Exercise instructions - Pull out each line of the data below that contains the string "racket", treating uppercase and lowercase as different.

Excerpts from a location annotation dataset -

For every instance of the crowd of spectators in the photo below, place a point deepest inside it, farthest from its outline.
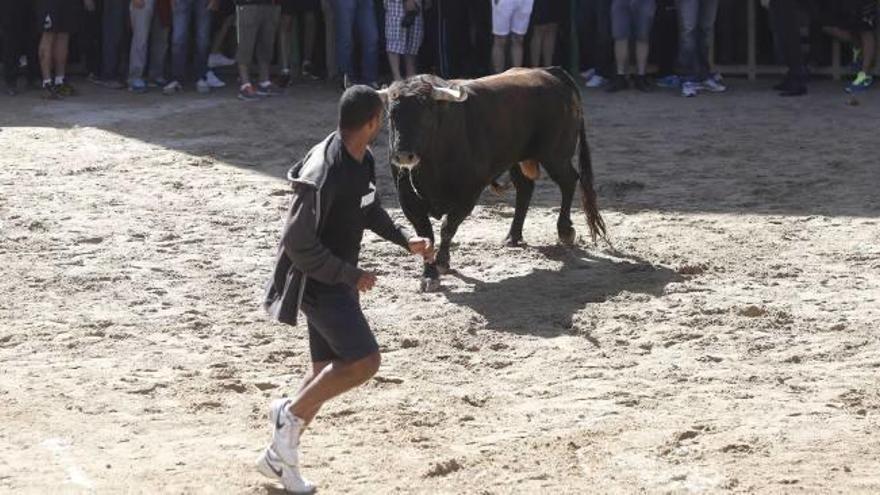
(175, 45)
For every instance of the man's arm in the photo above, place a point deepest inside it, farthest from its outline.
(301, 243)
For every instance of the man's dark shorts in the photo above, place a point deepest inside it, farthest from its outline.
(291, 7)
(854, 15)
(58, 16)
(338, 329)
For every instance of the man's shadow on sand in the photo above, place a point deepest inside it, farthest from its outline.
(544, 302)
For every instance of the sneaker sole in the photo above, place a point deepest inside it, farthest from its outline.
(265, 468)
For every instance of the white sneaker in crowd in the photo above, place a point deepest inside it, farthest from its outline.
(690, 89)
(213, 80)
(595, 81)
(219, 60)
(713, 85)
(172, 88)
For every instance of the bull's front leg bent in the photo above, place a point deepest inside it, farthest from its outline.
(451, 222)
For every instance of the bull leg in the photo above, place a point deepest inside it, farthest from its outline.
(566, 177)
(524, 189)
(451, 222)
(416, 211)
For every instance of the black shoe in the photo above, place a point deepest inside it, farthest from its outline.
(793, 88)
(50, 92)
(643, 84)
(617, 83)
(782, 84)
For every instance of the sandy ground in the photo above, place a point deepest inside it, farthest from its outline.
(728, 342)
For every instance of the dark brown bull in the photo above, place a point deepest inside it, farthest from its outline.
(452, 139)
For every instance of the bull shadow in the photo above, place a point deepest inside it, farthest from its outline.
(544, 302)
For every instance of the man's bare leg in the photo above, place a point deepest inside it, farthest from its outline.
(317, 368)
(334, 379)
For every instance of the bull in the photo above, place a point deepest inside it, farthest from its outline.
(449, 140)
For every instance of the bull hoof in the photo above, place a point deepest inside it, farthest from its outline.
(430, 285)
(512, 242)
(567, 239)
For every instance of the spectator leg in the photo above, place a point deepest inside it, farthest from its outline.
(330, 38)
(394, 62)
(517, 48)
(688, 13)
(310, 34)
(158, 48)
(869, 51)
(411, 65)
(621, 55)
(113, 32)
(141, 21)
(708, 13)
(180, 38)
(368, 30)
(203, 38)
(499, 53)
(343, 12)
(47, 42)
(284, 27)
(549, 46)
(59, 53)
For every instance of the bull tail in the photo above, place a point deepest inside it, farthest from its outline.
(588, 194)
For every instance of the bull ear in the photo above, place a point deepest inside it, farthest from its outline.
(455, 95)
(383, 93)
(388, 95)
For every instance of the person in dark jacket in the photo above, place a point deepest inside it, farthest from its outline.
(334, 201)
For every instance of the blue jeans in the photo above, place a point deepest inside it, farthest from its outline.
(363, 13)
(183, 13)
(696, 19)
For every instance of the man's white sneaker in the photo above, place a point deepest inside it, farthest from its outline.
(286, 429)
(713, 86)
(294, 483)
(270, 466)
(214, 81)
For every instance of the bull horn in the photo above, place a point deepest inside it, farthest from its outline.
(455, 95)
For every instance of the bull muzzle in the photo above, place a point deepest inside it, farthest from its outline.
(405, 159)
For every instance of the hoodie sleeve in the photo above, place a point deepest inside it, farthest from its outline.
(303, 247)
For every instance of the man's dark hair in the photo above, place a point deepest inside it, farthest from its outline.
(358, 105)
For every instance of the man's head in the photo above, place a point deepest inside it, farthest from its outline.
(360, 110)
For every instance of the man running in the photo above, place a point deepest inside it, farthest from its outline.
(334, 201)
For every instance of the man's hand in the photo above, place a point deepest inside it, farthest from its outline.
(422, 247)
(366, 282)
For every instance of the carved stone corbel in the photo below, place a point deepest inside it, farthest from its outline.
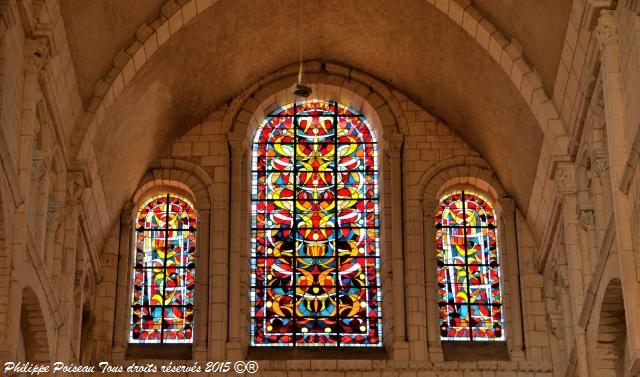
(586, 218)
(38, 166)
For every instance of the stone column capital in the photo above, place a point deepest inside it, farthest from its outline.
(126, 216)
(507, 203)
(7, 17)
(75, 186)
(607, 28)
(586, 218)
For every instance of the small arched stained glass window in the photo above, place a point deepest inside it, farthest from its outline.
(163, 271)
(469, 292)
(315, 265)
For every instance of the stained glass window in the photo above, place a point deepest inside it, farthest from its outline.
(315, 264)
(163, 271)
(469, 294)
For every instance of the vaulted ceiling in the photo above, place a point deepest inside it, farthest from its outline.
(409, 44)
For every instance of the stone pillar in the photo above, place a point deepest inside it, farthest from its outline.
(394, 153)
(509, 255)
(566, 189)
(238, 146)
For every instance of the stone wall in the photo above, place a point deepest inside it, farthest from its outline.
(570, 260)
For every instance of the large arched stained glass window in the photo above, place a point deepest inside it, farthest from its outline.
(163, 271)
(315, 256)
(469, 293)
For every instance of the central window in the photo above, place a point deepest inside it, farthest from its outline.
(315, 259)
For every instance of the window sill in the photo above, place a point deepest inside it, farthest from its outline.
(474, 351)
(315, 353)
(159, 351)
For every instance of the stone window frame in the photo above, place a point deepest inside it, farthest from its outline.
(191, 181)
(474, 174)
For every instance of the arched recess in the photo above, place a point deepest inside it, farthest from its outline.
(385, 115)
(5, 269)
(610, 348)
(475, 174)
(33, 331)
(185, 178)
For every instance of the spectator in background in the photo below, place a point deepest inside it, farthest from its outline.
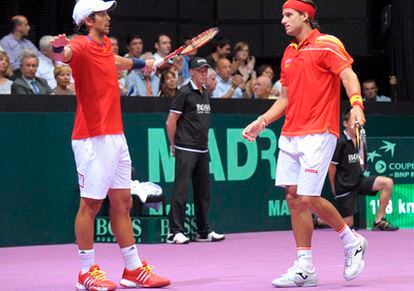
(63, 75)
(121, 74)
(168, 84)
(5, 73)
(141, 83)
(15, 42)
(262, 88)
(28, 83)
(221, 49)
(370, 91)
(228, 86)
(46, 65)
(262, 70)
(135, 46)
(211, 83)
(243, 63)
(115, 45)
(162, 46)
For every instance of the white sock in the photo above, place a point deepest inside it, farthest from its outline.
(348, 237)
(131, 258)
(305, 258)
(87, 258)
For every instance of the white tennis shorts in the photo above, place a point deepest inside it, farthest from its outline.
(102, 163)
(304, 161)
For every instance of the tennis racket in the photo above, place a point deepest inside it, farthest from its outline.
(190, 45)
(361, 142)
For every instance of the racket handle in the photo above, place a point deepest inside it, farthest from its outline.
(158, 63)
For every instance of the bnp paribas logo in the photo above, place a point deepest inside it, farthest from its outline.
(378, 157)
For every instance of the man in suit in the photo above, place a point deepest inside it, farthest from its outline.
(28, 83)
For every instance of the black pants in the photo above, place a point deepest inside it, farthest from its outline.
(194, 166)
* * *
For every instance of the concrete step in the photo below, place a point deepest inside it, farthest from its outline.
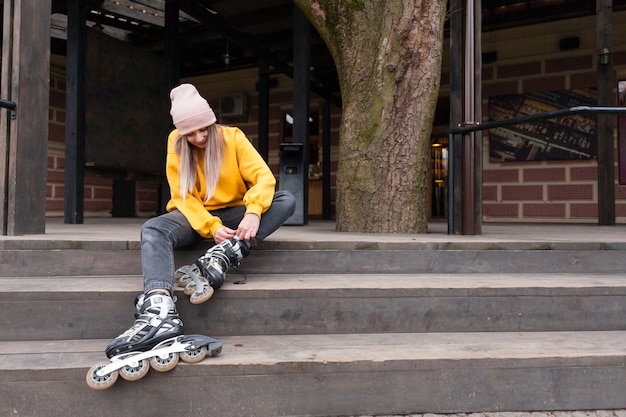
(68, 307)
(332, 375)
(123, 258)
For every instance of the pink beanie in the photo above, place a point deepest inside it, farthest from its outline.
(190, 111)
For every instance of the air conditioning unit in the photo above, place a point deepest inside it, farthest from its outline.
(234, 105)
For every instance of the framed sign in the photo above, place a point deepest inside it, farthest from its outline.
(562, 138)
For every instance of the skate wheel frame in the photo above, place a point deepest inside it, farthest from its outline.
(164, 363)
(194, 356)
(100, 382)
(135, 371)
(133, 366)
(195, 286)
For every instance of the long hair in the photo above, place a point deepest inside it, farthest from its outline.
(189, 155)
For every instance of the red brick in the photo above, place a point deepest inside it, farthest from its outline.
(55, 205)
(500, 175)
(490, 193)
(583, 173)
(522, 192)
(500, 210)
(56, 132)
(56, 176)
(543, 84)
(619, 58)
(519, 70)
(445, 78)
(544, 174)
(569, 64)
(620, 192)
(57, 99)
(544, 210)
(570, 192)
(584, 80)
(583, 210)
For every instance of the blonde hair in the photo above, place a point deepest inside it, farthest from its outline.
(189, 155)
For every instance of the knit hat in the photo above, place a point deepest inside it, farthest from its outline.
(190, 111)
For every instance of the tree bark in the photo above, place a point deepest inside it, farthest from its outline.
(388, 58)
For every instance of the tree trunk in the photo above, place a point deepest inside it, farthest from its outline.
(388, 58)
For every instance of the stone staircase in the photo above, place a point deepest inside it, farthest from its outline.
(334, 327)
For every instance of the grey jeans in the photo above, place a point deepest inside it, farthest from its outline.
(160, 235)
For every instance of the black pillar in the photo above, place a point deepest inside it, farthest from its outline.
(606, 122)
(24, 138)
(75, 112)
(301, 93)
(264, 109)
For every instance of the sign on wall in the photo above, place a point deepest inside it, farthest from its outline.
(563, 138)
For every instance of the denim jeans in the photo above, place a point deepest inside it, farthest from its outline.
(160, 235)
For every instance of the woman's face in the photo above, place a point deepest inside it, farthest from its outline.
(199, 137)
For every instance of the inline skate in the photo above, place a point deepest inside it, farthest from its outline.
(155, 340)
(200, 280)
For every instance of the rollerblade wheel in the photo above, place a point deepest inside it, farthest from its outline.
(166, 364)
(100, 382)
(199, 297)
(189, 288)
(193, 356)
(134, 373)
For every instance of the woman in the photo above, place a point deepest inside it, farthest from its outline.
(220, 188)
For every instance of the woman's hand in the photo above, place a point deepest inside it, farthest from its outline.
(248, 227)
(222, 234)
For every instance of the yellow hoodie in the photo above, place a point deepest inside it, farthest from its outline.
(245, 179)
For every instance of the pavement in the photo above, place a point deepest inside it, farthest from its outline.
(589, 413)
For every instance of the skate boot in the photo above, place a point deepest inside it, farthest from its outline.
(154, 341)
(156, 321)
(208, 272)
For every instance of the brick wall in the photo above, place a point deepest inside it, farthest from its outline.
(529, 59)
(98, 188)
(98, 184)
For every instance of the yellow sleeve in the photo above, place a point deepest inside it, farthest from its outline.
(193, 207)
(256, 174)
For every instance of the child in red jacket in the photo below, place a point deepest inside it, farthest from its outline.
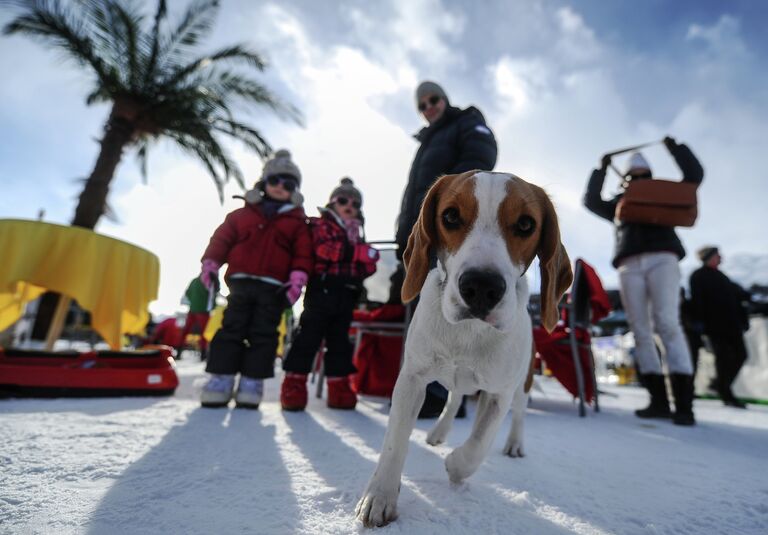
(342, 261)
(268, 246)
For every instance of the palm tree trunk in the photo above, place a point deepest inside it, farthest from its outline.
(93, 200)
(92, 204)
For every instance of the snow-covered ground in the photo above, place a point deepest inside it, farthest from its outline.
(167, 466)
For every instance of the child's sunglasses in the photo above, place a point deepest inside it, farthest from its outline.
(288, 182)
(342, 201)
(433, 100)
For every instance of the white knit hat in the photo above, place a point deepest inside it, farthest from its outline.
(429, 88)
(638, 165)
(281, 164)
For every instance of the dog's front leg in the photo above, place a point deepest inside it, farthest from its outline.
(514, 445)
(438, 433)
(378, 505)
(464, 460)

Final result -
For every instance of the tennis racket in the photo above, place a point deepest inside it, farthest from its outline.
For every instance of the racket handle in the photo above, place a point deepest inside it, farthest from its outline.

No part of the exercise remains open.